**DIRECTIVE**
Take the rows below from the line containing "wall. Provide the bounding box for each." through the line containing "[593,425,680,458]", both included, and format them as a numbered list without blank lines.

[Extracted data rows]
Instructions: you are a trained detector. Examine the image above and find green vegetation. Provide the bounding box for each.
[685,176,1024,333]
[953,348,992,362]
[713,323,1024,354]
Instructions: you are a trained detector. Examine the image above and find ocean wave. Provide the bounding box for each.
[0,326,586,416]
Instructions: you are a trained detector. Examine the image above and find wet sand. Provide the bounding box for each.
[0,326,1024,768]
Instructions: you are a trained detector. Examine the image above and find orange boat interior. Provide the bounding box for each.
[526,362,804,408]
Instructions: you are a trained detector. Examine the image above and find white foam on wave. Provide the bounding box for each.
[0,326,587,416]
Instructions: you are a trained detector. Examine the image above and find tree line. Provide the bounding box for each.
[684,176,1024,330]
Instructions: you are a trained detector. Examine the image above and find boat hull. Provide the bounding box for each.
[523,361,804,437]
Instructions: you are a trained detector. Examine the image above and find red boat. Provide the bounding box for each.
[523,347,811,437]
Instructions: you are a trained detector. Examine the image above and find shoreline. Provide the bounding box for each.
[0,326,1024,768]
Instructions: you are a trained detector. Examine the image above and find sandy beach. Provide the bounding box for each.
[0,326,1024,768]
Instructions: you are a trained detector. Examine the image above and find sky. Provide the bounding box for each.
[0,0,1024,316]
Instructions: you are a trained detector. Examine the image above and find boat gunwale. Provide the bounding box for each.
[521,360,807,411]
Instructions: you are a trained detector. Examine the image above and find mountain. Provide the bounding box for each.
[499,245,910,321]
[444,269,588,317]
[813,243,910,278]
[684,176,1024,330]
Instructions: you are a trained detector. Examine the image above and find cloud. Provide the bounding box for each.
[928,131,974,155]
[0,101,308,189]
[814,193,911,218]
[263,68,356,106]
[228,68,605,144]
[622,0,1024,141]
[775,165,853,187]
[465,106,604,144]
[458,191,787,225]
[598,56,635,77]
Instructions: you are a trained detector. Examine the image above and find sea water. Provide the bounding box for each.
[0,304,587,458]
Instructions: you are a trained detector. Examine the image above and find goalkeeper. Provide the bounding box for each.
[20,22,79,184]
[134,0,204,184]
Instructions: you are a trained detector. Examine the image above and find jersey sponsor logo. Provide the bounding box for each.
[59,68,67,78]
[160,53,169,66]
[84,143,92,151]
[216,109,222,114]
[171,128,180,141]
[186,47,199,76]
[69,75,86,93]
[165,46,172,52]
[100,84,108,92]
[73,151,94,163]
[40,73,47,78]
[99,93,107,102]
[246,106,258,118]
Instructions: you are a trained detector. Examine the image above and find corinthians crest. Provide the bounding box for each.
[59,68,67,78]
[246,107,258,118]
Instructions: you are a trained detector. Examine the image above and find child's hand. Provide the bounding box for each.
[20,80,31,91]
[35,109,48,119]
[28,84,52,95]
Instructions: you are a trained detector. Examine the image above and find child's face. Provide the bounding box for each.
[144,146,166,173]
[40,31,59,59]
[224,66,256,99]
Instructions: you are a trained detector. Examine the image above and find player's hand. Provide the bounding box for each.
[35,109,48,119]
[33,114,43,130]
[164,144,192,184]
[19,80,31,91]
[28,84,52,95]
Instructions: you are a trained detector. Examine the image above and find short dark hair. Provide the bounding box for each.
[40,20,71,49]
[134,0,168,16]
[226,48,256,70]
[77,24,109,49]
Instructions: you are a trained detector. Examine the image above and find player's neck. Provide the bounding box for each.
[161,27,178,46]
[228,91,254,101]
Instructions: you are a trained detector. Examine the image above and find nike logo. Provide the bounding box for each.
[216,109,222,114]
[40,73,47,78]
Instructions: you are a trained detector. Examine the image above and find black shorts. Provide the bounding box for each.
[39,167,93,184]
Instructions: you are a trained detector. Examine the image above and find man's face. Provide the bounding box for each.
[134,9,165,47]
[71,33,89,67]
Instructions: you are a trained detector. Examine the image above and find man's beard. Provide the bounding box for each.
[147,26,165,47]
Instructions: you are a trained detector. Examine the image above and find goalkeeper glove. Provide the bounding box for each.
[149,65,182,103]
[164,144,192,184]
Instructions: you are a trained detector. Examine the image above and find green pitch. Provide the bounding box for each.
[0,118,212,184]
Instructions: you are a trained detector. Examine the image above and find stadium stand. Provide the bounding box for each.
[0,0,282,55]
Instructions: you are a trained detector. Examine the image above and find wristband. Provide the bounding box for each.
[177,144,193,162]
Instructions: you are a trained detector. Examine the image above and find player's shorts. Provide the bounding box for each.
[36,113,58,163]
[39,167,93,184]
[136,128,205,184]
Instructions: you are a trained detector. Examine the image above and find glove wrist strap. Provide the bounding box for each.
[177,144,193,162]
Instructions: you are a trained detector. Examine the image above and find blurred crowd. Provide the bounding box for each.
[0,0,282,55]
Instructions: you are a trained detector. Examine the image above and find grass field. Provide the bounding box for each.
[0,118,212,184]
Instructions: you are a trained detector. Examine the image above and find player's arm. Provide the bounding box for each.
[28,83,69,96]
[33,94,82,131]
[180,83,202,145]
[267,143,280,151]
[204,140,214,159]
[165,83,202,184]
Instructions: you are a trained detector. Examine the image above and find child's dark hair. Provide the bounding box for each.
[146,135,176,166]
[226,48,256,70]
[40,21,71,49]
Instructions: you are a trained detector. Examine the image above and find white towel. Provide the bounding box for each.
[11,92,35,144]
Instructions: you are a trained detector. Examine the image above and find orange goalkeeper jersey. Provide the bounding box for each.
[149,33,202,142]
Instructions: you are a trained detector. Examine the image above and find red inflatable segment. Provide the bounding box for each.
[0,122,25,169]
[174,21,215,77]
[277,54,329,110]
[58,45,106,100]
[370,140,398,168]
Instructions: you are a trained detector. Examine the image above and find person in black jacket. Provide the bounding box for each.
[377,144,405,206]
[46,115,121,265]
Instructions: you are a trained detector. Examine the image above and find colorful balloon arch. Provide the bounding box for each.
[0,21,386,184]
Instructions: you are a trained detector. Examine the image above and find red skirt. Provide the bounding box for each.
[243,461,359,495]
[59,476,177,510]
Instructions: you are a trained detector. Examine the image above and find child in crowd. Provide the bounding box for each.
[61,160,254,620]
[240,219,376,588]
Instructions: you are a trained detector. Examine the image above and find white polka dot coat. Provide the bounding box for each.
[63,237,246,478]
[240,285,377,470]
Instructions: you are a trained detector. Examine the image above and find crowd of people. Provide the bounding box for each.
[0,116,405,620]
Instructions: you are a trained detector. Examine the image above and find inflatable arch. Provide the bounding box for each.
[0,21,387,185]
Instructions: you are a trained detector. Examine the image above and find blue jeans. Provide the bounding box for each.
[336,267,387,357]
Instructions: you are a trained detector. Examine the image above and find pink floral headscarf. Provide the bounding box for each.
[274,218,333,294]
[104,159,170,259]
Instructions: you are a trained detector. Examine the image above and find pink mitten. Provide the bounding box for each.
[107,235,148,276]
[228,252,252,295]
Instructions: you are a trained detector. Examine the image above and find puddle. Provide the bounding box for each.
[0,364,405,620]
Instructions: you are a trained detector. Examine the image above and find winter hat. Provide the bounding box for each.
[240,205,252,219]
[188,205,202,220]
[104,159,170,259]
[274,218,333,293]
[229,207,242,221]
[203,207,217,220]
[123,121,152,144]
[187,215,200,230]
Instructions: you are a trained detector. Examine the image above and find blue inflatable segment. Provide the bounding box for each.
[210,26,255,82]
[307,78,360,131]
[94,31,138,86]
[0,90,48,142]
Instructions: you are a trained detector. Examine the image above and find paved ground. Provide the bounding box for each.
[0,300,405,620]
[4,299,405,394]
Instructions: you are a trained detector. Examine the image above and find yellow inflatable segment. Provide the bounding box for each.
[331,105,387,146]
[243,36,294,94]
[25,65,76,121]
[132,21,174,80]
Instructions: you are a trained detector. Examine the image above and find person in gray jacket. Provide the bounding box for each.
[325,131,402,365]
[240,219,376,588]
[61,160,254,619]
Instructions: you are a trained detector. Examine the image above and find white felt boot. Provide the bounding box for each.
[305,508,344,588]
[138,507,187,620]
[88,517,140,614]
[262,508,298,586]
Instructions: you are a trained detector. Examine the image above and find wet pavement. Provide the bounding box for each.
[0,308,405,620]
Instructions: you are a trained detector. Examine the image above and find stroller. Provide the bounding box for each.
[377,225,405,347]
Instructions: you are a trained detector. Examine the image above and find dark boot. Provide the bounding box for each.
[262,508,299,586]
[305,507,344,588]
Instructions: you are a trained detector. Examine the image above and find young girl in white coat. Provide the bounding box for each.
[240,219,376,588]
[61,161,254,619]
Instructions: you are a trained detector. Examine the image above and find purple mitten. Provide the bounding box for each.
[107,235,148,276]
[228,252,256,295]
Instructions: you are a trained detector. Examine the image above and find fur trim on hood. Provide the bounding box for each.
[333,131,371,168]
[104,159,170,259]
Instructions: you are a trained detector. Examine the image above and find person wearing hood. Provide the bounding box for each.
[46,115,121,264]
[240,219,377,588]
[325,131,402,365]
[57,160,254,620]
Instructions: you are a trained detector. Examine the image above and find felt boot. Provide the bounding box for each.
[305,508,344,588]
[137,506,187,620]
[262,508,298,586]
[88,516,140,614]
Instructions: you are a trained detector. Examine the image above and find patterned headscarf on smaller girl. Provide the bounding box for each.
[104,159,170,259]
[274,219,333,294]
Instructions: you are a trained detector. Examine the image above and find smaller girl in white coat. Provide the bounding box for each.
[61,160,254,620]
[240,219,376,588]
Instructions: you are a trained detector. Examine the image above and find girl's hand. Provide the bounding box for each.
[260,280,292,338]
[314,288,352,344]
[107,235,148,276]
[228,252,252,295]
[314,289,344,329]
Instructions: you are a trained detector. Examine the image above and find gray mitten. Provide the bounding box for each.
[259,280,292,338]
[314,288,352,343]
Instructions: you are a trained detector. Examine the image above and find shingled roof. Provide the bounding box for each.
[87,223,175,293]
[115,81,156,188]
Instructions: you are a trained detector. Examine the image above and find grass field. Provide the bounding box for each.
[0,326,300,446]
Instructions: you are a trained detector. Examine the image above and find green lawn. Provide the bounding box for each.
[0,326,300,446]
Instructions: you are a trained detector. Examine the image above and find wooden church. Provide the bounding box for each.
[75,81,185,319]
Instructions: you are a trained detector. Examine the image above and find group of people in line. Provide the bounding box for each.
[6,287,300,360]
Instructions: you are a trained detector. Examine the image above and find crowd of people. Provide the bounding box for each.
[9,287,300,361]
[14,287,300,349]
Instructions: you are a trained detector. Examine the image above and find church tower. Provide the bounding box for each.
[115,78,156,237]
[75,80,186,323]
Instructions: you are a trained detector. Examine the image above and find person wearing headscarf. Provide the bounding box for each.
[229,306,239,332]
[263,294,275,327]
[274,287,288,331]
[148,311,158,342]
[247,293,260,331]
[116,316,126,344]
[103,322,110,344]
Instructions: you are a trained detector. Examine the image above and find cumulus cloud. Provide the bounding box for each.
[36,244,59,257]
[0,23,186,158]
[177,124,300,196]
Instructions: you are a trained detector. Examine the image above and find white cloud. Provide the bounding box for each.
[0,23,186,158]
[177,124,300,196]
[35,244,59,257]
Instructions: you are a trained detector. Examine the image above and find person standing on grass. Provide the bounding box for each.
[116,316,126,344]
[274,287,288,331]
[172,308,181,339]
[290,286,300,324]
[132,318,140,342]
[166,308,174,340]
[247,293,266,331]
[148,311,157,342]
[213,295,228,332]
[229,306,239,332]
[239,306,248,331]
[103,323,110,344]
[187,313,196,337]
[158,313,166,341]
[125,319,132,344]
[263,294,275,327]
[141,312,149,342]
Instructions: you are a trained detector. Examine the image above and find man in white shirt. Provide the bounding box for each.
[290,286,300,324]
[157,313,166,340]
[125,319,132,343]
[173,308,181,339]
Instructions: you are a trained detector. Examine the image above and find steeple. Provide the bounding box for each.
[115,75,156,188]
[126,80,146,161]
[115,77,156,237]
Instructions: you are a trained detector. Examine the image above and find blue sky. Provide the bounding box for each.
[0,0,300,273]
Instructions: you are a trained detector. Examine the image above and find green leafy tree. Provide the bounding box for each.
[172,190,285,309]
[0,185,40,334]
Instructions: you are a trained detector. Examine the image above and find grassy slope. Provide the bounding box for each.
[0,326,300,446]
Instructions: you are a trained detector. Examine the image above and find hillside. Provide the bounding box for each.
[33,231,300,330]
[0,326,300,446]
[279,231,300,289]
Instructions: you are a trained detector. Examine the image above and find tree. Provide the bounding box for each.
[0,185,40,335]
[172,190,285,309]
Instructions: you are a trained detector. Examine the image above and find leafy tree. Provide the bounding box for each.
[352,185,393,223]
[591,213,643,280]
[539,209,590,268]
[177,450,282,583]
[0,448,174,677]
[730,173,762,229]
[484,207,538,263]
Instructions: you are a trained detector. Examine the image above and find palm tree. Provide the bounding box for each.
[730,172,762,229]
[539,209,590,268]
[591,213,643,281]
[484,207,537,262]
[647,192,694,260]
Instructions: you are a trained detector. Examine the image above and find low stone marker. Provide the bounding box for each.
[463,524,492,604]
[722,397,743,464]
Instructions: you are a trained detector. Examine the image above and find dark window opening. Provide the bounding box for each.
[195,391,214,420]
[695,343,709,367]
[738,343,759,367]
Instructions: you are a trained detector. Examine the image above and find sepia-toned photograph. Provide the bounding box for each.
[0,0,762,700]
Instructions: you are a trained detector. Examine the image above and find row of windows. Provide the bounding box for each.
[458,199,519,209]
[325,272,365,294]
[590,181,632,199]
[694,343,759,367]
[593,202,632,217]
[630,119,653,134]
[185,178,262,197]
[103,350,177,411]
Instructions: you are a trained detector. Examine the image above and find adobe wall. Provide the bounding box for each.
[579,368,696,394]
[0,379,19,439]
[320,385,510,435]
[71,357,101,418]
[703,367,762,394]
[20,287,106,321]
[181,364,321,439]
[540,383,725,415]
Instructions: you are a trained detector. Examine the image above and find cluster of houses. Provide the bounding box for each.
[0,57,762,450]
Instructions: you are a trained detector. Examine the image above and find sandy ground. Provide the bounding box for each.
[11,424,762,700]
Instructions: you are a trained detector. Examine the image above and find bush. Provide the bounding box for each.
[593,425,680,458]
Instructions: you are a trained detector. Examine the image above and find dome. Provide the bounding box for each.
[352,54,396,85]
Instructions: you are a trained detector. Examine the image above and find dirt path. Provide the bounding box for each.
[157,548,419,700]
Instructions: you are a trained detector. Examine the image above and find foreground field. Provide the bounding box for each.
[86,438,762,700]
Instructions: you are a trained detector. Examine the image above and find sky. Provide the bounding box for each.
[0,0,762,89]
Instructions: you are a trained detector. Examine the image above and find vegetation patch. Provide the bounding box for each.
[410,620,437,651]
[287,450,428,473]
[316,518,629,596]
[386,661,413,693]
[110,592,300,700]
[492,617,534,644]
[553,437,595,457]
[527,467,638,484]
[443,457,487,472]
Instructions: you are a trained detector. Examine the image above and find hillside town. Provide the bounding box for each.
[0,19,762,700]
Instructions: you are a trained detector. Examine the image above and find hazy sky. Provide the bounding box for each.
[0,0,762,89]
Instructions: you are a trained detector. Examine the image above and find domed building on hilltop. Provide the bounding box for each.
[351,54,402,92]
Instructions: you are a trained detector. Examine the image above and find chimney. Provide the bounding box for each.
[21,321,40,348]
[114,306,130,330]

**ANSWER IN FULL**
1. Instructions: you are a trained detector. Examine the image above and find adobe wall. Provide the bounding box for each.
2. [579,368,696,394]
3. [0,379,19,439]
4. [320,385,510,435]
5. [71,357,101,418]
6. [703,367,762,394]
7. [20,287,106,321]
8. [181,364,321,439]
9. [540,383,725,415]
10. Instructions: you are a trained detector. Examine the image above and find cluster of houses. Provide the bounding box for each.
11. [0,57,762,450]
12. Instructions: you are a trained detector. Examine the image above and find sandy ground. Provide the bounding box for each.
13. [11,424,762,700]
14. Instructions: you are a trained detector. Examine the image above and find bush. Provide the bounding box for each.
15. [593,425,680,458]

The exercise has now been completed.